▸ **Record set**:
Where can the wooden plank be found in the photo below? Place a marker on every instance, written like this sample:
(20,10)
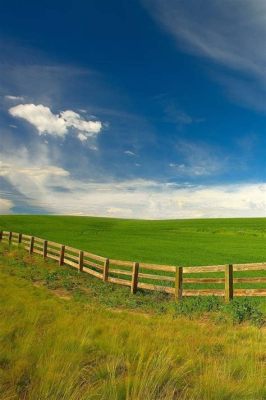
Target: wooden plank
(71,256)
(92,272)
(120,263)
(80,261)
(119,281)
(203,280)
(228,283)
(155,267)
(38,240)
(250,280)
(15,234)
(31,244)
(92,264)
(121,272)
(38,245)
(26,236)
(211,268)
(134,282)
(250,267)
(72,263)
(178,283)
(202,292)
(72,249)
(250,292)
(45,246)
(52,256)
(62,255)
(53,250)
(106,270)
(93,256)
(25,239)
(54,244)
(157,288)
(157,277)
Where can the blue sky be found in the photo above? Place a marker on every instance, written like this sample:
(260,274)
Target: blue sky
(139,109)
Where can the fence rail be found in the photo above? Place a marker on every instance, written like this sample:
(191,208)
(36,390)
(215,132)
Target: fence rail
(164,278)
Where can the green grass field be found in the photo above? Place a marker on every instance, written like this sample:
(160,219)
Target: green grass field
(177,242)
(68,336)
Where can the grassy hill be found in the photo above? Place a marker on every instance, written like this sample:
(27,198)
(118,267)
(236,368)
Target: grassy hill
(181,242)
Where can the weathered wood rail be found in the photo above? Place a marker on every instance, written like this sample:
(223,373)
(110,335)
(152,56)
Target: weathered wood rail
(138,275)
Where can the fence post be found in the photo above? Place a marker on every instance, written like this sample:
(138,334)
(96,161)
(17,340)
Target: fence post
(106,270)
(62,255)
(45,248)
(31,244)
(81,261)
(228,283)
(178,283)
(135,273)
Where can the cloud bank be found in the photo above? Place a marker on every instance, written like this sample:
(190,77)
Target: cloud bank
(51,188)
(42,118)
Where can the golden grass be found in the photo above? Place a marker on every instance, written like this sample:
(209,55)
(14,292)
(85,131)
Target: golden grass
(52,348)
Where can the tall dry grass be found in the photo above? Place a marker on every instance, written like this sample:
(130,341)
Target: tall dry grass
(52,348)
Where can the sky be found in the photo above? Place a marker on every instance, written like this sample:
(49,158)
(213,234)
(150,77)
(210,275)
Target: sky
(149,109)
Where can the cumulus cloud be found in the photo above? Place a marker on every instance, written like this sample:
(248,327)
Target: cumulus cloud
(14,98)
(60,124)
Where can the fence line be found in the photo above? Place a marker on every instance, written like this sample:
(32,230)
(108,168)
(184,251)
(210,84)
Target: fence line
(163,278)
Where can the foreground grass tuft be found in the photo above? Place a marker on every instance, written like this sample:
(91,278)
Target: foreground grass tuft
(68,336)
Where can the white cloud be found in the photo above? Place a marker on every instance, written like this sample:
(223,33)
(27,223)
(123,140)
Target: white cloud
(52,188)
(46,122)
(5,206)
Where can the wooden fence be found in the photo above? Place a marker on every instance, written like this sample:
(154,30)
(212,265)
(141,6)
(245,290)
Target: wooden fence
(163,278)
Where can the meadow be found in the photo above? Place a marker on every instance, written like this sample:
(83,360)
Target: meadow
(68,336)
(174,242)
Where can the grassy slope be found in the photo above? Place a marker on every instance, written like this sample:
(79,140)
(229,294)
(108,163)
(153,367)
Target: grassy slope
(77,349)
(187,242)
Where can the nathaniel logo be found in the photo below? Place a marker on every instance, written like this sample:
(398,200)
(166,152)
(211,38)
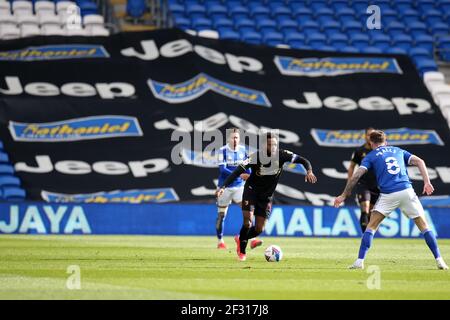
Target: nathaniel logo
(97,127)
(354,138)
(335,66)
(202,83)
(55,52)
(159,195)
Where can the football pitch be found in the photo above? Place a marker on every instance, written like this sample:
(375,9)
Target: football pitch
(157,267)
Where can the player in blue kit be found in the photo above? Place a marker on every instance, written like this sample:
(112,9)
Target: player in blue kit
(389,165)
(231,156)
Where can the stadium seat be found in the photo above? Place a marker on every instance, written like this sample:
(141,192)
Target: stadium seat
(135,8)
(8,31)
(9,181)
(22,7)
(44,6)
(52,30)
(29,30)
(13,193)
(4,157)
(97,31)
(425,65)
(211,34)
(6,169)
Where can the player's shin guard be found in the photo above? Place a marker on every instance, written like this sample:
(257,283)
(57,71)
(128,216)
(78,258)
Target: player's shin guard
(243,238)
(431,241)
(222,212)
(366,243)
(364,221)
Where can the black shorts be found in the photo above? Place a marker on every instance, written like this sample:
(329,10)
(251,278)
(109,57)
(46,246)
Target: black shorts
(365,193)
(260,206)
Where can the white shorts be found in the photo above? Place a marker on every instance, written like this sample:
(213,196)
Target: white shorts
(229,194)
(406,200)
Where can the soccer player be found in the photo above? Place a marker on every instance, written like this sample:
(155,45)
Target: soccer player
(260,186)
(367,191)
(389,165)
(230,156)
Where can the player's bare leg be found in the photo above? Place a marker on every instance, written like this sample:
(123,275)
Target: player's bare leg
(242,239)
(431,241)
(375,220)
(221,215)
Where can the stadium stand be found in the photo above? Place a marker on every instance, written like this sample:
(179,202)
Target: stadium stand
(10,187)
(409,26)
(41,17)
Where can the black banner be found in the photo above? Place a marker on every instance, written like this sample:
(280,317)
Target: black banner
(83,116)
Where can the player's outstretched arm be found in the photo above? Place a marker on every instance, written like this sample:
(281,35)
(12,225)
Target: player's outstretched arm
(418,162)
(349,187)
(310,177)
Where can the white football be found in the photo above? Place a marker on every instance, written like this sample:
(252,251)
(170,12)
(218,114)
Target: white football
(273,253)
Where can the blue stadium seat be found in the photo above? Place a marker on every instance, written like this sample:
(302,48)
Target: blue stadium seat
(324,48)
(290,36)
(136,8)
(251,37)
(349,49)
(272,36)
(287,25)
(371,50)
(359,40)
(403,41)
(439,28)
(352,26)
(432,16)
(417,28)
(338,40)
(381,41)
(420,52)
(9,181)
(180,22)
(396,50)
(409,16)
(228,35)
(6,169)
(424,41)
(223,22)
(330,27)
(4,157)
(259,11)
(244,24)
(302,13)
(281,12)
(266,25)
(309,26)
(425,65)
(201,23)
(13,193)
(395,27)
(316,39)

▸ **Work instructions**: Return all of the items above verbatim, leaving out the pictures.

▸ **Task output**:
Where can the wooden plank be found in the photo below? Place a marker on every instance, written like this sample:
(20,10)
Target: wooden plank
(71,256)
(92,272)
(120,263)
(80,261)
(119,281)
(203,280)
(228,283)
(155,267)
(38,240)
(250,280)
(15,234)
(31,244)
(92,264)
(121,272)
(38,245)
(26,236)
(211,268)
(134,282)
(250,267)
(72,263)
(178,283)
(202,292)
(72,249)
(250,292)
(45,246)
(52,256)
(62,255)
(53,250)
(106,270)
(93,256)
(25,239)
(54,244)
(157,288)
(157,277)
Where can the blue sky be found in the photo above? Place a marker on every instance, written like this sample:
(260,274)
Target: blue sky
(139,109)
Where can the fence rail be found in the photo above? Place a marker on every instance, written like this sample:
(191,208)
(36,390)
(215,132)
Target: fence rail
(164,278)
Where can the green grass field be found in the photo above? Place a marker on every instance, written like this sample:
(160,219)
Target: green grass field
(177,242)
(68,336)
Where can the grassy hill be found in the photo above? Place a marker on every instance, written like this sample:
(27,198)
(118,267)
(236,368)
Target: grassy hill
(181,242)
Where can the weathered wood rail be found in the photo above? Place a marker on every instance, written like this sample:
(223,373)
(110,335)
(152,56)
Target: weathered wood rail
(138,275)
Where can the fence post be found in the photo above? Place a marker on every instance, written like this sample:
(138,334)
(96,161)
(17,340)
Target: fence post
(106,270)
(62,255)
(45,248)
(31,244)
(81,261)
(228,283)
(178,283)
(135,273)
Where can the cloud bank be found in the photo above? Place a marker on every instance, written like this sample:
(190,77)
Target: cloud bank
(51,188)
(42,118)
Where can the golden grass be found in the photo above? Place a marker on every instance, written like this sample:
(209,55)
(14,292)
(85,131)
Target: golden grass
(52,348)
Where can the tall dry grass be found in the photo above? Place a marker on every instance, written like this sample:
(130,341)
Target: tall dry grass
(52,348)
Where can the sky be found in the photo above? Place a marker on every instance, written like this sample:
(49,158)
(213,234)
(150,77)
(210,275)
Target: sky
(149,109)
Where can the cumulus cloud be found in the photo above? Place a marker on every instance, written like this sample:
(248,327)
Target: cumulus cloud
(14,98)
(60,124)
Where can the fence line be found in the photo above? Place a marker on every instance, written like this sample:
(32,230)
(108,168)
(184,251)
(210,84)
Target: fence line
(163,278)
Where can the foreground grass tuft be found in the photo above? Place a marker on every instance, written like this sample:
(91,278)
Target: foreground grass tuft
(68,336)
Where can the white cloud be found in the photo above? Place a marker on every instance, written like this sample:
(223,33)
(27,223)
(123,140)
Target: white cloud
(52,188)
(46,122)
(5,206)
Where can the wooden fence be found in the photo above? Place a marker on every instance, written like this sample:
(154,30)
(212,265)
(141,6)
(245,290)
Target: wooden fence
(163,278)
Where can the meadow be found in the photo above? Place a marker on every instance, written like this sample:
(83,360)
Target: meadow
(68,336)
(174,242)
Where can the grassy slope be found in the photo above? Place a marker on every instance, written like this sample:
(79,140)
(229,294)
(108,163)
(153,367)
Target: grassy slope
(77,349)
(187,242)
Where can the nathaniel logo be found in the photo below? Place a marker on every instance, written like this sample:
(398,200)
(166,152)
(211,38)
Target: nathaniel logo
(97,127)
(354,138)
(335,66)
(202,83)
(55,52)
(159,195)
Where can the football pitch be found in the photo above? Place a marker on every instance, written like this sample:
(375,9)
Target: football pitch
(157,267)
Where can the player in blue kit be found in the photo above? Place a marker on every instance, written like this sample:
(112,9)
Target: player in blue kit
(389,165)
(231,156)
Where can the stadium seat be found in the photo above? Place a marker on every instance, written like this sample:
(141,192)
Target: stadium seat
(135,8)
(8,31)
(9,181)
(22,7)
(44,6)
(52,30)
(29,30)
(13,193)
(4,157)
(97,31)
(425,65)
(211,34)
(6,169)
Where can the player's shin guard be found in the photo above? Place a marker on every instance, written like this sample:
(257,283)
(57,71)
(128,216)
(78,258)
Target: player's shin guard
(243,238)
(431,241)
(222,212)
(366,243)
(364,221)
Where can the black shorts be found in the photo above? Place a marker on every instance, written like this sample:
(329,10)
(251,278)
(109,57)
(46,246)
Target: black shorts
(365,193)
(260,206)
Where can the white shorts be found in the photo above? Place a marker on every instance, written like this sample:
(213,196)
Target: white shorts
(229,194)
(406,200)
Where can the soccer player be found in the photo above? Place a marker on every instance, written like this sample:
(155,45)
Target: soccer player
(260,186)
(367,191)
(389,165)
(230,156)
Where can the player's bare leg be found in the photo above? Place a marker on every instance, written like this sample:
(123,275)
Target: player's bare leg
(242,239)
(431,241)
(375,220)
(221,215)
Where can the stadium stand be found in the photo above? Place a marker on every instance, written like this sample:
(179,202)
Target: stadium stand
(10,187)
(409,26)
(41,17)
Where can the black banner be found in the photo above? Place a marker on every instance, written like this sample:
(280,317)
Target: black banner
(83,116)
Where can the player's outstretched arm be found in the photo above? Place a marker on every instance, written like this sample:
(281,35)
(12,225)
Target: player's outstretched arm
(418,162)
(349,187)
(310,177)
Where can the white football be found in the photo above? Place a marker on every instance, written like this sample:
(252,251)
(170,12)
(218,114)
Target: white football
(273,253)
Where can the blue stadium seat be found in the photo above? Place a marker on every instance, written like this sample:
(302,48)
Target: blue stadium seat
(324,48)
(290,36)
(136,8)
(251,37)
(349,49)
(272,36)
(287,25)
(371,50)
(359,40)
(403,41)
(439,28)
(352,26)
(432,16)
(417,28)
(338,40)
(381,41)
(420,52)
(9,181)
(180,22)
(396,50)
(409,16)
(228,35)
(6,169)
(424,41)
(223,22)
(330,27)
(4,157)
(259,11)
(244,24)
(302,13)
(281,12)
(266,25)
(309,26)
(425,65)
(201,23)
(13,193)
(395,27)
(316,39)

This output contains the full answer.